In the service dog article below, explain why Raider took off after Connaughton tripped and fell while out shopping.

| Exercise text |
_ _ _ _ _

This Service Dog Is A Very Good Boy, But Humans Ignored Him When He Asked For Help

A viral Tumblr post is a good reminder of how we can help people who rely on service dogs.

This is Raider, and a viral post about him being a very good boy has become a powerful reminder of the importance of service dogs.

Tessa Connaughton

Raider and his mom, 20-year-old Tessa Connaughton, live in the Bay Area.

Tessa Connaughton

Connaughton told BuzzFeed News she got Raider two and a half years ago to help with her autism. When she feels overwhelmed, Raider is there to apply pressure therapy.

But a few months ago, Connaughton was also diagnosed with epilepsy, which Raider is learning to help her with too. Because it's new, one of the things Raider knows to do is go find help if Connaughton has a seizure, and he's very eager to help.

Recently, Connaughton tripped and fell while out shopping and "Raider took off thinking that I’m having a seizure," she said.

_ _ _ _ _

[Point localization data]
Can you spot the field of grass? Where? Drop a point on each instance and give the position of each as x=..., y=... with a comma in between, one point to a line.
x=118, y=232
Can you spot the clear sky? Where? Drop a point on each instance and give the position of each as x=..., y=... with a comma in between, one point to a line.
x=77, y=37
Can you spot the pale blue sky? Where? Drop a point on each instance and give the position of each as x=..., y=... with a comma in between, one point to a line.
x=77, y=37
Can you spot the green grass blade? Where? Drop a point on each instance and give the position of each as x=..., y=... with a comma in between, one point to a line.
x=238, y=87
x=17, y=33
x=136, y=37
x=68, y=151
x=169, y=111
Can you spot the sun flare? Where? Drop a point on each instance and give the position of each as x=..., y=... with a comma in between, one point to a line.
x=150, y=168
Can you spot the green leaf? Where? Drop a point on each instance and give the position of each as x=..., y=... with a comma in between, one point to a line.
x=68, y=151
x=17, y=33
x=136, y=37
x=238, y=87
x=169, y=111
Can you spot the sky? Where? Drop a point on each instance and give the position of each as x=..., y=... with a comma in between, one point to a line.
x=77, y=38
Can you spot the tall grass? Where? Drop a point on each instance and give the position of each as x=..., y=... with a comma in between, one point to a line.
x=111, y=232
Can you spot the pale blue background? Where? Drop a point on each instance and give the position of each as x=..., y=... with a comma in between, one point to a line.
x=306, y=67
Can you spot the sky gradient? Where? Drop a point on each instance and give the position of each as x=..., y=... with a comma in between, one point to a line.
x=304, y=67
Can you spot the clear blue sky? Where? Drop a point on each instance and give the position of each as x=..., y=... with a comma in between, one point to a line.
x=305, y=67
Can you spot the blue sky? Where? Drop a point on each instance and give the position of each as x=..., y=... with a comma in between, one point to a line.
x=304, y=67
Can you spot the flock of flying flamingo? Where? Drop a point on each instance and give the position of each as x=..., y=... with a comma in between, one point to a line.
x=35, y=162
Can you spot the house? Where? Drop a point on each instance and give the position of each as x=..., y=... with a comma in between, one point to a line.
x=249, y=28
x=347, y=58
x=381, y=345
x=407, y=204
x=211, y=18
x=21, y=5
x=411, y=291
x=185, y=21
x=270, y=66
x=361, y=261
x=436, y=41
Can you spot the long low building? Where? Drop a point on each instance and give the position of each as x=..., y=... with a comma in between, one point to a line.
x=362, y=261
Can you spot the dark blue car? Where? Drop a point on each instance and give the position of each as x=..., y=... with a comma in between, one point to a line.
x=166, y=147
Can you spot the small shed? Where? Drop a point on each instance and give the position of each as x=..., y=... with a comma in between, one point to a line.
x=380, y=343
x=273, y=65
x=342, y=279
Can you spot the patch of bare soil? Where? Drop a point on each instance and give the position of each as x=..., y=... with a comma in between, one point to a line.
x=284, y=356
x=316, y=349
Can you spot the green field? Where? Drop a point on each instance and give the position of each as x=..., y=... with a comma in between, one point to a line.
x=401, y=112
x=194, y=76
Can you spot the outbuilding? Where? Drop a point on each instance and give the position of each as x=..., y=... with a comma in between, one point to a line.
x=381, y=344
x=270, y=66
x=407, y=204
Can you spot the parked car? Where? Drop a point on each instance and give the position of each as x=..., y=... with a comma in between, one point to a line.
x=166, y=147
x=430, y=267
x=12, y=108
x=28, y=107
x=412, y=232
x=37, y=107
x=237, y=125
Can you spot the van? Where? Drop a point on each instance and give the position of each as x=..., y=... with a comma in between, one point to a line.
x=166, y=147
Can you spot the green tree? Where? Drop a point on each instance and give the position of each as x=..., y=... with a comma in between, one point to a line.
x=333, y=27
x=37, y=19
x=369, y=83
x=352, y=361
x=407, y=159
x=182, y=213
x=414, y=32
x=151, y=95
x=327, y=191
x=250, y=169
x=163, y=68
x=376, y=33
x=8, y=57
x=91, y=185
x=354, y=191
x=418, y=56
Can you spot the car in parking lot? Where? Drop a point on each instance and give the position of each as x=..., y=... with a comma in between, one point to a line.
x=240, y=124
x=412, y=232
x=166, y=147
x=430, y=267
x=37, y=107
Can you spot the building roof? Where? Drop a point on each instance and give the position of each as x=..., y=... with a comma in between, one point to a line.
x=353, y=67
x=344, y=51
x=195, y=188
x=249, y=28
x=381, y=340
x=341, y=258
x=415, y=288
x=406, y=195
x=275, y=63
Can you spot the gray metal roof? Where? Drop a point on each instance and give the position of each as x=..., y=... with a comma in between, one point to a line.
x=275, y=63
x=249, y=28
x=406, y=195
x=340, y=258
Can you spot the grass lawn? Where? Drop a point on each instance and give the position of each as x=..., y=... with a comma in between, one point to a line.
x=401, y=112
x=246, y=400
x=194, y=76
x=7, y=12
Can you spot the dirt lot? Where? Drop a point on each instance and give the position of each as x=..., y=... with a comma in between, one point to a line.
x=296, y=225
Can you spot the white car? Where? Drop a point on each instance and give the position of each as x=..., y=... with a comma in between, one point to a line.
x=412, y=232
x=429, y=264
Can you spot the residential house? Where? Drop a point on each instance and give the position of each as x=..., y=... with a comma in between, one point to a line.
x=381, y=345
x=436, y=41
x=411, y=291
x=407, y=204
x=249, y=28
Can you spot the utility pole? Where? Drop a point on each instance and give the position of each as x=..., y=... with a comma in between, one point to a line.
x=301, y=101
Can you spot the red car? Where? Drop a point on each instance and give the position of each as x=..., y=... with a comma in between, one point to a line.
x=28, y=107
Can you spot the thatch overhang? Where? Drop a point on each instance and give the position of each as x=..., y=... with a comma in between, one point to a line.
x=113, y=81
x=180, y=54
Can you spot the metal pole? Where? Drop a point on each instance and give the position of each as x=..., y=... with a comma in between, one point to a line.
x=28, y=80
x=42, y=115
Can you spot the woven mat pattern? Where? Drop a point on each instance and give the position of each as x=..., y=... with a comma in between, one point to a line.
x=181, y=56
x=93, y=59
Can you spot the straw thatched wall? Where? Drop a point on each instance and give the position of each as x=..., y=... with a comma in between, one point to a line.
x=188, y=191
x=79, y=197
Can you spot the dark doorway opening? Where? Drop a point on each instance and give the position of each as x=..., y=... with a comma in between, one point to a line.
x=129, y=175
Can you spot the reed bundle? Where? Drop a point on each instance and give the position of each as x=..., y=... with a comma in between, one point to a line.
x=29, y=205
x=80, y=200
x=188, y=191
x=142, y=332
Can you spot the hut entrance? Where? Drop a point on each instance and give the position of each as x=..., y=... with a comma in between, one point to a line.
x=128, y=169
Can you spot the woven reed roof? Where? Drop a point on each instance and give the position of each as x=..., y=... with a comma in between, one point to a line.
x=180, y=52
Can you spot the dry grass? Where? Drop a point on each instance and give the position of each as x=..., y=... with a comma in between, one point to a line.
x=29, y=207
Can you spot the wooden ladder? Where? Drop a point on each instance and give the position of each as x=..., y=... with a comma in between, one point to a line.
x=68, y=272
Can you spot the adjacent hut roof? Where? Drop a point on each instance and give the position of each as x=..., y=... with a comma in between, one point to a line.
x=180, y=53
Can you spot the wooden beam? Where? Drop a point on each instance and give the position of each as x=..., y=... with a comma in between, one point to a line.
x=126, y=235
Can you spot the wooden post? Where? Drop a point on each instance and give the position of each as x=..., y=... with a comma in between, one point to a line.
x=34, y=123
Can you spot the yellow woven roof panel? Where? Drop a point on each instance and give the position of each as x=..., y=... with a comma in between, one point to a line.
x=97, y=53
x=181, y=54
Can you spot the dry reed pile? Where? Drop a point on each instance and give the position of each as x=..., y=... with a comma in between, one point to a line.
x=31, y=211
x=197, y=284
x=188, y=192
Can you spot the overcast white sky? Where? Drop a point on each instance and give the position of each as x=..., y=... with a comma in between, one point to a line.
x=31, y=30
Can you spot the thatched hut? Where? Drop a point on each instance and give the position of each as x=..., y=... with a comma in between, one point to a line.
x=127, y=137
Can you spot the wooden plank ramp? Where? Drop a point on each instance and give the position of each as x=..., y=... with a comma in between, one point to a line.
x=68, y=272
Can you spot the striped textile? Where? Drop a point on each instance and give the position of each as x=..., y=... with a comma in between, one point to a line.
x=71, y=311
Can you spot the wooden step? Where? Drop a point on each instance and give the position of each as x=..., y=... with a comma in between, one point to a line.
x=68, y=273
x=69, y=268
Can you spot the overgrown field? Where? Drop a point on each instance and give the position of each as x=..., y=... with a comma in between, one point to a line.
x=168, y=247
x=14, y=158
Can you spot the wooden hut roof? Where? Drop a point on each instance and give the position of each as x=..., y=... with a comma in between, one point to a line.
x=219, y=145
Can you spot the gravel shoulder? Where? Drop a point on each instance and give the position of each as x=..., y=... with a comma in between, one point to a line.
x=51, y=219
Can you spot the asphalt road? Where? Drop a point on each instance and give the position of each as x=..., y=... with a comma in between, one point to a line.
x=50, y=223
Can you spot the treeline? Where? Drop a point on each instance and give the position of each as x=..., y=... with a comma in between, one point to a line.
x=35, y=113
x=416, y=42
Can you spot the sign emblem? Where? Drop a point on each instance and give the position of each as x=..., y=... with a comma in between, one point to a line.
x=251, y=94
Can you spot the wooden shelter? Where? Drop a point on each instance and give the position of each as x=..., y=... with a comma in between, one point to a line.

_ _ _ _ _

| Completed exercise |
Raider took off because he thought Connaughton was having a seizure. After her recent epilepsy diagnosis, one of the things he knows to do is go find help if she has a seizure, and he is very eager to help.